[Natural-language object grounding data]
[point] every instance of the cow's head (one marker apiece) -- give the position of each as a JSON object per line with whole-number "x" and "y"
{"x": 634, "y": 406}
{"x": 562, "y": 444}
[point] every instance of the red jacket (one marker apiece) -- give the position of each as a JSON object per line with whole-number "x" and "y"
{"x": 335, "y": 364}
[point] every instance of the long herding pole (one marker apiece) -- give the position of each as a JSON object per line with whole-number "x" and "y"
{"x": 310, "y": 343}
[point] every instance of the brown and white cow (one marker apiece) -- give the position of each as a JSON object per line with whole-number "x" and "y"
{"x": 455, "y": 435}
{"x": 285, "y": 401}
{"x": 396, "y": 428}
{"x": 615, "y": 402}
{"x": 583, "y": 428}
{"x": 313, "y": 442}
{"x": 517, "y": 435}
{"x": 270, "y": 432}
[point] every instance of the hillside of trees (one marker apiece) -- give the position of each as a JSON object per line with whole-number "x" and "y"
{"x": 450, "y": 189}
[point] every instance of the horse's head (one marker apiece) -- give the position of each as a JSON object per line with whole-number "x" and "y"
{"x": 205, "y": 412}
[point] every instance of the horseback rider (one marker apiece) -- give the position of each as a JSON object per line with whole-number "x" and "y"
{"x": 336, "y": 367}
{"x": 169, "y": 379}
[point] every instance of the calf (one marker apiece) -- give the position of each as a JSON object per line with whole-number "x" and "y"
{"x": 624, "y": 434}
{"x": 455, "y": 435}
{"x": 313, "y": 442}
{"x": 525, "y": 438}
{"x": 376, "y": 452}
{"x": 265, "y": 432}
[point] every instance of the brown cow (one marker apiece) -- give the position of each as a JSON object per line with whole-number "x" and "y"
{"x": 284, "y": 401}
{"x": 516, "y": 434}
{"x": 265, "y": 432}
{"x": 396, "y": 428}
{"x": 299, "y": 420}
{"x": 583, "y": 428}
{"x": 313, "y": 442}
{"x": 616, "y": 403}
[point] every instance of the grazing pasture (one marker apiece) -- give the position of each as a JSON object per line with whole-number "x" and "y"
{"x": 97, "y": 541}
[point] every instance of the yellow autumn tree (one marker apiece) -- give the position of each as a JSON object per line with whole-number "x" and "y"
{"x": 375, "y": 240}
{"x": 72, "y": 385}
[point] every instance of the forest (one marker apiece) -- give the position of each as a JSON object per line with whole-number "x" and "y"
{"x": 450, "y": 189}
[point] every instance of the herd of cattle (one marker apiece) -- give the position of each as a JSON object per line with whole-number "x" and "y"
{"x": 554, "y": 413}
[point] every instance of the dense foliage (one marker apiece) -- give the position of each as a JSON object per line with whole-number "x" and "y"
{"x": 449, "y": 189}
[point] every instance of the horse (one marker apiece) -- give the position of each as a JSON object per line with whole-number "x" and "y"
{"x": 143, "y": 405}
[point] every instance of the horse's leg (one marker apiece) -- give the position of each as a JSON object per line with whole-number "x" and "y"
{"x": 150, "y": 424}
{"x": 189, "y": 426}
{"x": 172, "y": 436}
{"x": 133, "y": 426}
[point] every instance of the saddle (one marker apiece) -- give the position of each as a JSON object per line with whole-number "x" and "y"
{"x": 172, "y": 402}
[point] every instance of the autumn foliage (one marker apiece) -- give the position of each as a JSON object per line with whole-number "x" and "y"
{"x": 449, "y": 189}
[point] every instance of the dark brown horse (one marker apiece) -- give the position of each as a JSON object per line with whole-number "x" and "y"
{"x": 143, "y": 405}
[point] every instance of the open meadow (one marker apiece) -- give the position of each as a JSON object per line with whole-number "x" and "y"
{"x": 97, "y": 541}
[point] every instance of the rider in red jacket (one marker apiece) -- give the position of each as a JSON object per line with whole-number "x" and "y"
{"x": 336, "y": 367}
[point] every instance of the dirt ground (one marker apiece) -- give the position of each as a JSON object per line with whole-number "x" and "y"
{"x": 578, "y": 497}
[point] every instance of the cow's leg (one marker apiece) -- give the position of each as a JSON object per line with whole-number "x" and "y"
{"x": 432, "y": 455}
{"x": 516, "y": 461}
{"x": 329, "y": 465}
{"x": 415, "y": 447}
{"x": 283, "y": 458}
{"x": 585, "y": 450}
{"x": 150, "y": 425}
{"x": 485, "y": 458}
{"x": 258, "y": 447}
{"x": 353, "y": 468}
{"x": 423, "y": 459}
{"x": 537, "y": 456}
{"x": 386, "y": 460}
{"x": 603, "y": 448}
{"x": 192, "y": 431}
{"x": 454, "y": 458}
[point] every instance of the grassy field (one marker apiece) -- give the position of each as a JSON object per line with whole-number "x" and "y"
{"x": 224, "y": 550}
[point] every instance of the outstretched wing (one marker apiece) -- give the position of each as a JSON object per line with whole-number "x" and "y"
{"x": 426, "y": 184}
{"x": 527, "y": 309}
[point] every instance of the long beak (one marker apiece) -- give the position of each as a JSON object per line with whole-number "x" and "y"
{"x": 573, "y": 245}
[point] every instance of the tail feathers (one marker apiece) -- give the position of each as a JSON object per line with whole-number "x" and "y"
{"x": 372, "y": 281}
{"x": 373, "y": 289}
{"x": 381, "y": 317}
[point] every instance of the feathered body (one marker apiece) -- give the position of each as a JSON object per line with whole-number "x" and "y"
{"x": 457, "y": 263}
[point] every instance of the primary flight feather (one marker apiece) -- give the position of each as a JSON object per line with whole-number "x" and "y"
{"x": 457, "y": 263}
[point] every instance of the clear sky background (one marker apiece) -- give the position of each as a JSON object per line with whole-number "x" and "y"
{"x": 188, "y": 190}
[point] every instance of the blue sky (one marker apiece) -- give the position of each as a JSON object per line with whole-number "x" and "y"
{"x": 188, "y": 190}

Exercise objective:
All of the entries above must be transcribed exactly.

Solution for this problem:
[point] every instance of the cow's head (one marker apiece) -- give the position of each as a JSON object per line with whole-number "x" and "y"
{"x": 634, "y": 406}
{"x": 562, "y": 444}
[point] every instance of the red jacket (one marker apiece) -- give the position of each as a JSON object per line with whole-number "x" and "y"
{"x": 335, "y": 364}
[point] every instance of the long herding pole (one marker apiece) -- give the position of each as a JSON object per line with whole-number "x" and "y"
{"x": 310, "y": 343}
[point] every instance of the brown and white cow (one marker apiece) -- give the position of each as a JSON object per line with whole-number "x" and "y"
{"x": 455, "y": 435}
{"x": 285, "y": 401}
{"x": 396, "y": 428}
{"x": 615, "y": 402}
{"x": 583, "y": 428}
{"x": 313, "y": 442}
{"x": 517, "y": 435}
{"x": 270, "y": 432}
[point] every instance of the hillside of trees (one marker apiece) -- give the position of each as a JSON object per line with whole-number "x" and "y"
{"x": 450, "y": 189}
[point] every instance of the horse's head (one marker apiece) -- give the position of each as a JSON object per line with whole-number "x" and "y"
{"x": 205, "y": 412}
[point] every instance of the horseback rider (one marker apiece) -- give the position of each as a JSON object per line with whole-number "x" and "y"
{"x": 336, "y": 367}
{"x": 169, "y": 379}
[point] every instance of the calf (one marker apiece) -- give the position of each as a JSON object per line with whole-number "x" and "y"
{"x": 624, "y": 434}
{"x": 455, "y": 435}
{"x": 313, "y": 442}
{"x": 525, "y": 438}
{"x": 376, "y": 452}
{"x": 265, "y": 432}
[point] every instance of the brown cow (one marker apiece) -- give the position of each as a JSON object per line with whole-number "x" and "y"
{"x": 284, "y": 401}
{"x": 516, "y": 434}
{"x": 265, "y": 432}
{"x": 396, "y": 428}
{"x": 299, "y": 420}
{"x": 583, "y": 428}
{"x": 313, "y": 442}
{"x": 616, "y": 403}
[point] every instance of the grazing pasture (one marker apiece) -- give the position of each as a JSON object per line with whole-number "x" and "y"
{"x": 97, "y": 541}
[point] every instance of the yellow autumn tree (one marker apiece) -- give the position of each as a JSON object per line with whole-number "x" and "y"
{"x": 375, "y": 240}
{"x": 72, "y": 385}
[point] every instance of the forest (one marker apiece) -- give the position of each as a JSON object per line with whole-number "x" and "y"
{"x": 450, "y": 189}
[point] every instance of the herd of cattle (one marker apiece) -- give the position of each as a JSON object per line with whole-number "x" and "y"
{"x": 554, "y": 413}
[point] every instance of the dense foliage (one marker apiece) -- give the position of each as a JSON object per line with whole-number "x" and "y"
{"x": 449, "y": 189}
[point] every instance of the horse (one marker apiece) -- give the position of each as a JSON object per line with whole-number "x" and "y"
{"x": 143, "y": 405}
[point] every instance of the horse's leg (one marker apiece) -- give the position of each as a JSON object per line with whole-number "x" and "y"
{"x": 150, "y": 424}
{"x": 189, "y": 426}
{"x": 172, "y": 436}
{"x": 133, "y": 426}
[point] every instance of the saddle (one marker apiece) -- give the position of each as a JSON object per line with whole-number "x" and "y"
{"x": 172, "y": 402}
[point] every instance of the autumn foliage (one marker apiece) -- give the position of each as a JSON object per line with whole-number "x" and "y"
{"x": 449, "y": 189}
[point] every instance of the dark brown horse (one marker apiece) -- give the position of each as a JSON object per line with whole-number "x" and "y"
{"x": 143, "y": 405}
[point] every instance of the open meadow (one marker apiece) -- give the position of each as a JSON object per line with whole-number "x" and "y"
{"x": 97, "y": 541}
[point] every instance of the rider in red jacket (one marker apiece) -- give the position of each as a JSON object per line with whole-number "x" and "y"
{"x": 336, "y": 367}
[point] every instance of the dirt ground (one marker apiece) -- give the position of each as a JSON object per line with whole-number "x" and "y"
{"x": 578, "y": 497}
[point] every instance of the cow's leg (one marker apiece) -- give the position of each as a JSON object per line with whole-number "x" and "y"
{"x": 432, "y": 455}
{"x": 516, "y": 461}
{"x": 329, "y": 465}
{"x": 415, "y": 447}
{"x": 283, "y": 458}
{"x": 585, "y": 450}
{"x": 150, "y": 425}
{"x": 485, "y": 458}
{"x": 258, "y": 447}
{"x": 353, "y": 468}
{"x": 423, "y": 459}
{"x": 537, "y": 456}
{"x": 386, "y": 460}
{"x": 603, "y": 448}
{"x": 192, "y": 431}
{"x": 454, "y": 458}
[point] every instance of the grassy field (one marker apiece) -- give the position of each as a JSON object per line with whole-number "x" and "y"
{"x": 224, "y": 550}
[point] every instance of the outstretched wing (one marker apiece) -- give the position of each as a JSON object per line with whole-number "x" and "y"
{"x": 426, "y": 184}
{"x": 527, "y": 309}
[point] every instance of the long beak (one marker apiece) -- give the position of each as a JSON object per line with whole-number "x" and "y"
{"x": 573, "y": 245}
[point] every instance of the tail feathers (one marker apiece) -- give the position of each as a JSON object per line with whole-number "x" and "y"
{"x": 372, "y": 281}
{"x": 373, "y": 289}
{"x": 381, "y": 317}
[point] every instance of the feathered body (one marker apiece) -- give the position of each as a JSON object per line with whole-number "x" and "y"
{"x": 457, "y": 263}
[point] every instance of the primary flight feather (one marker apiece) -- give the position of each as a JSON object per line with whole-number "x" and "y"
{"x": 457, "y": 263}
[point] every instance of the clear sky background (one marker apiece) -- give the position of each as a JSON object per line with whole-number "x" and "y"
{"x": 188, "y": 190}
[point] every instance of the blue sky (one marker apiece) -- give the position of each as a JSON object per line with whole-number "x" and "y"
{"x": 188, "y": 190}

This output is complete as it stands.